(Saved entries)
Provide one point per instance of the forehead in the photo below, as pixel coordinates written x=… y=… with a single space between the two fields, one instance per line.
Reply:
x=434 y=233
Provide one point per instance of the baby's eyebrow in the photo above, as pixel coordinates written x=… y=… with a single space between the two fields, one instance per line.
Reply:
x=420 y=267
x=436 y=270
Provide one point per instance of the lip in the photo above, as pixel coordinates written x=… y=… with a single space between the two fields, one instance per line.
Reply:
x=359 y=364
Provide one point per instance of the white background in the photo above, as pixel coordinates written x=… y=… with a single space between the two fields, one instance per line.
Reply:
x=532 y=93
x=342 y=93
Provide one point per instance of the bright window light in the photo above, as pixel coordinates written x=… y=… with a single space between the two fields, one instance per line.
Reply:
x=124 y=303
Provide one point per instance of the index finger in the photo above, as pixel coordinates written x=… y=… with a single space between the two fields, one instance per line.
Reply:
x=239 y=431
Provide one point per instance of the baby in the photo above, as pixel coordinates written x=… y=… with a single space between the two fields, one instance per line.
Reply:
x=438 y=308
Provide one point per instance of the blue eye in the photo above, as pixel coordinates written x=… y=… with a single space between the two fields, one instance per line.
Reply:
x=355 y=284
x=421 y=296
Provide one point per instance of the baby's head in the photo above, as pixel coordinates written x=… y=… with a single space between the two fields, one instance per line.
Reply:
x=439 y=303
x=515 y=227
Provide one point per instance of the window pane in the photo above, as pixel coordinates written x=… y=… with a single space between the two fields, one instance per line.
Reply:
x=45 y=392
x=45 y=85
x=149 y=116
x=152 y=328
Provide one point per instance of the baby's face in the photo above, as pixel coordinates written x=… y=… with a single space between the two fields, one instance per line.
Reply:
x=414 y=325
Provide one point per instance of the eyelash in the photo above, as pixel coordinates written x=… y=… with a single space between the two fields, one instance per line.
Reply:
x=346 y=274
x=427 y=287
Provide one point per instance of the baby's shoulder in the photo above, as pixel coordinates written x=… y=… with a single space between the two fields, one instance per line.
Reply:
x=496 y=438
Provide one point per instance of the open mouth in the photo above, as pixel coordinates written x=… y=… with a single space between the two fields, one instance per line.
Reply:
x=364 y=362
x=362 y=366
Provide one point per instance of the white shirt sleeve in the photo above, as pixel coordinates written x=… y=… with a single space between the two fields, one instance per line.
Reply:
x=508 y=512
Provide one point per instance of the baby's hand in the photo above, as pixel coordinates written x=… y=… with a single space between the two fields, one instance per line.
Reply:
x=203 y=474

Goal of the exercise:
Lines with "baby" in them are what the answer must contain; copy each from the records above.

Answer box:
Provide one point per instance of the baby's eyebrow in the photo above, as pixel coordinates written x=… y=… with a single space between the two fields, one instance per line.
Provide one point per instance of the baby in the photo above, as pixel coordinates written x=… y=… with a single space between the two fields, one instance per line.
Provide one point per instance of the baby's head in the photo above, as pixel coordinates written x=… y=… with a single space between the two fields, one instance per line.
Provide one point per instance of the baby's face in the photo above, as pixel coordinates written x=… y=… with a single space between the two fields, one instance per line.
Provide one point per instance of the baby's shoulder in the photo above, as pixel coordinates written x=… y=… with a single space between the two fields, one instance per line.
Provide one point per instance of the baby's hand in the photo above, as pixel coordinates written x=… y=… with a single space between the two fields, one instance per line.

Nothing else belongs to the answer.